- [TEXT SECTION]
begin

# Convolutional Layer

In [None]:
import numpy as np, sys
np.random.seed(1)
from keras.datasets import mnist

# Load MNIST dataset
(x_train, y_train), (x_test, y_test) = mnist.load_data()

# Prepare training data: take first 1000 images, flatten and normalize
images, labels = (x_train[0:1000].reshape(1000,28*28) / 255, y_train[0:1000])

# Convert labels to one-hot encoding
one_hot_labels = np.zeros((len(labels),10))
for i,l in enumerate(labels):
    one_hot_labels[i][l] = 1
labels = one_hot_labels

# Prepare test data: flatten and normalize images, convert labels to one-hot
test_images = x_test.reshape(len(x_test),28*28) / 255
test_labels = np.zeros((len(y_test),10))
for i,l in enumerate(y_test):
    test_labels[i][l] = 1

# Activation function: hyperbolic tangent
def tanh(x):
    return np.tanh(x)

# Derivative of tanh for backpropagation
def tanh2deriv(output):
    return 1 - (output ** 2)

# Softmax activation function for output layer
def softmax(x):
    temp = np.exp(x)
    return temp / np.sum(temp, axis=1, keepdims=True)

end

- [DATASET EXTRACT]
begin

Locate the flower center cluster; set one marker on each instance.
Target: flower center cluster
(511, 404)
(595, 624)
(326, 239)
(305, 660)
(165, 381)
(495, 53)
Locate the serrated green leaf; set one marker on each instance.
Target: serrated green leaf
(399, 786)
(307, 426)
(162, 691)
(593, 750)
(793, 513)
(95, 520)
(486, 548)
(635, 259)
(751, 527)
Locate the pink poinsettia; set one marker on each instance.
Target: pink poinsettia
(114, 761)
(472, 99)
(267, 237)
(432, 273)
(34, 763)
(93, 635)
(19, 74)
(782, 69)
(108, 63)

end

- [SHORT PROBLEM A] In the convolutional layer code above, which function is used as the activation function?
- [SHORT PROBLEM B] Please proceed with the convolutional layer code above, picking up right after the softmax function.

- [TASK RESULT A] The hyperbolic tangent (tanh).

- [TASK RESULT B]
# Hyperparameters
alpha, iterations = (2, 300)  # Learning rate and number of training iterations
pixels_per_image, num_labels = (784, 10)  # Input size and number of classes
batch_size = 128  # Number of samples per batch

# Input image dimensions
input_rows = 28
input_cols = 28

# Convolutional kernel dimensions
kernel_rows = 3
kernel_cols = 3
num_kernels = 16

# Calculate size of hidden layer after convolution
hidden_size = ((input_rows - kernel_rows) * (input_cols - kernel_cols)) * num_kernels

# Initialize weights
kernels = 0.02*np.random.random((kernel_rows*kernel_cols, num_kernels))-0.01
weights_1_2 = 0.2*np.random.random((hidden_size, num_labels)) - 0.1

# Function to extract a section of the image for convolution
def get_image_section(layer, row_from, row_to, col_from, col_to):
    section = layer[:,row_from:row_to,col_from:col_to]
    return section.reshape(-1,1,row_to-row_from, col_to-col_from)